### [Task directions]
Output all entries verbatim.

START Material for this task

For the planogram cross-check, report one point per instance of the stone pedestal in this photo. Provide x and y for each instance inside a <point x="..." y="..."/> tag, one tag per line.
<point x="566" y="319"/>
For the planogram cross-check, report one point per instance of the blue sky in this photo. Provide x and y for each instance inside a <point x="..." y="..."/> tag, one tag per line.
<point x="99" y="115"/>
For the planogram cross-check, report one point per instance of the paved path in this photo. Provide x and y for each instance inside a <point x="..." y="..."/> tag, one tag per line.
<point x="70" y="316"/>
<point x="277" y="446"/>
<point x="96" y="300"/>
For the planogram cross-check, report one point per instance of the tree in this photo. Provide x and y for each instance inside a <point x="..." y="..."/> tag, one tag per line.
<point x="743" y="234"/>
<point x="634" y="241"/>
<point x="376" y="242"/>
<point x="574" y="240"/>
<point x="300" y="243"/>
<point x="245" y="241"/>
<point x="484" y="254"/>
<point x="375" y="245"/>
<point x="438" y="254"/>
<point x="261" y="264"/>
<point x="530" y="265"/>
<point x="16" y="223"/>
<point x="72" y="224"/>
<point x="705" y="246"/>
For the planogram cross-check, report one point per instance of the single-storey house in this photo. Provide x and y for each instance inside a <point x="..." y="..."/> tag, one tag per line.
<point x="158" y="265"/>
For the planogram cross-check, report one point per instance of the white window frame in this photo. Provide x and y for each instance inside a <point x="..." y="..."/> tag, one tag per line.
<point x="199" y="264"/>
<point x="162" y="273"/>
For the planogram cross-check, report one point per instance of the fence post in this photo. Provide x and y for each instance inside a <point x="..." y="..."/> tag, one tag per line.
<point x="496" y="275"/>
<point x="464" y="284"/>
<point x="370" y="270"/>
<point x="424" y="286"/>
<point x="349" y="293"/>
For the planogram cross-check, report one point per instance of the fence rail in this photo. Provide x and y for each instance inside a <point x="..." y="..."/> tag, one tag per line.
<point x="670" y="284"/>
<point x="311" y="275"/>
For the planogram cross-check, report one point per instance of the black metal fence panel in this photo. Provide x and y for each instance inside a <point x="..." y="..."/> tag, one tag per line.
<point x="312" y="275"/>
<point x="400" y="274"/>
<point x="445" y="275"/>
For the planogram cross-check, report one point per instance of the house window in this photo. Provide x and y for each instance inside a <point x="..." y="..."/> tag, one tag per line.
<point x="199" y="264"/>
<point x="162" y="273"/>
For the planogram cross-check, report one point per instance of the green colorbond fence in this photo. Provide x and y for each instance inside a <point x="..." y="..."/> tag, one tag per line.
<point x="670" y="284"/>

END Material for this task

### [Problem solution]
For the planogram cross-check, report one point per instance of the stone pedestal in this photo. Provide x and y for each instance inside a <point x="..." y="..."/> tag, one tag per line.
<point x="566" y="319"/>
For the planogram cross-check, report one point per instance of the blue sky in this photo. Provide x and y for each instance inside a <point x="..." y="..."/> tag, one tag per line.
<point x="99" y="115"/>
For the planogram cross-check, report one point per instance of the paved path in this photo. Provide x and y for each instance inside a <point x="..." y="..."/> tag, one tag per line.
<point x="70" y="316"/>
<point x="277" y="446"/>
<point x="96" y="300"/>
For the planogram cross-check, report one point per instance of the tree in this photo. Provide x and y for each instance inside a <point x="..." y="..."/> tag, one tag per line.
<point x="743" y="234"/>
<point x="634" y="241"/>
<point x="376" y="242"/>
<point x="574" y="240"/>
<point x="300" y="243"/>
<point x="245" y="241"/>
<point x="484" y="254"/>
<point x="375" y="245"/>
<point x="438" y="254"/>
<point x="261" y="264"/>
<point x="530" y="265"/>
<point x="16" y="223"/>
<point x="72" y="224"/>
<point x="705" y="246"/>
For the planogram cross-check, report one point per instance of the single-storey house in this photo. Provide x and y for each instance inside a <point x="..." y="..."/> tag, one tag per line.
<point x="158" y="265"/>
For the planogram cross-check, report one point per instance of the white window frame in this photo. Provide x and y for each instance inside a <point x="..." y="..."/> tag, one tag per line.
<point x="199" y="264"/>
<point x="162" y="273"/>
For the planogram cross-check, report one point per instance of the fence post in this photo. Provide x and y for each instance inside a <point x="..." y="..."/> tag, one tag per line.
<point x="496" y="275"/>
<point x="464" y="284"/>
<point x="370" y="270"/>
<point x="424" y="286"/>
<point x="349" y="293"/>
For the planogram cross-check, report one point per instance of the fence rail in this photo. Provide x and y for each instance inside a <point x="..." y="..."/> tag, one tag per line.
<point x="670" y="284"/>
<point x="311" y="275"/>
For the planogram cross-check, report one point per instance of the black metal fence panel in this photo. Provide x and y for each instance inside a <point x="..." y="..."/> tag, one tag per line.
<point x="312" y="275"/>
<point x="400" y="274"/>
<point x="445" y="275"/>
For the planogram cross-check, report one point per instance of the house window in this photo. Provide x and y for each instance inside a <point x="..." y="..."/> tag, one tag per line.
<point x="199" y="264"/>
<point x="162" y="273"/>
For the planogram cross-check, report one point per instance of the green colorbond fence in this photo. Provide x and y for each instance inside a <point x="..." y="..."/> tag, one tag per line.
<point x="670" y="284"/>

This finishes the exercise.